◆ **The exercise**:
Recast the text of the rows below as a numbered list with no blank lines, and leave the pictures out.

◆ **Excerpted records**:
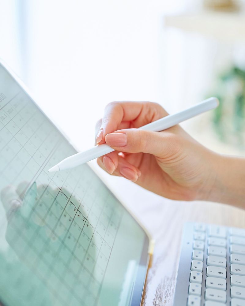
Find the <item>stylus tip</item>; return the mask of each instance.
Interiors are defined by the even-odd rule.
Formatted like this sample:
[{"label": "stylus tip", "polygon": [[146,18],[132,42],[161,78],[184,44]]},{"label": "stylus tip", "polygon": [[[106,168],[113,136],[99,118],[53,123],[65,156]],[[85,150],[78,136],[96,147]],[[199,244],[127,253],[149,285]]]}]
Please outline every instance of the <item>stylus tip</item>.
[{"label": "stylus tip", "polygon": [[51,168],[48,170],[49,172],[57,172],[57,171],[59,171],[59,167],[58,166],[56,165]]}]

◆ **Task response**:
1. Find the <item>stylus tip</item>; return the mask of each instance.
2. Interiors are defined by the even-odd rule.
3. Formatted like this sample:
4. [{"label": "stylus tip", "polygon": [[146,18],[132,42],[161,78],[184,44]]},{"label": "stylus tip", "polygon": [[[106,168],[113,136],[99,118],[53,123],[65,156]],[[85,150],[78,136],[96,147]],[[199,244],[127,253],[149,285]]]}]
5. Please outline every instance of the <item>stylus tip</item>.
6. [{"label": "stylus tip", "polygon": [[51,168],[48,170],[49,172],[57,172],[57,171],[59,171],[59,167],[58,166],[56,165]]}]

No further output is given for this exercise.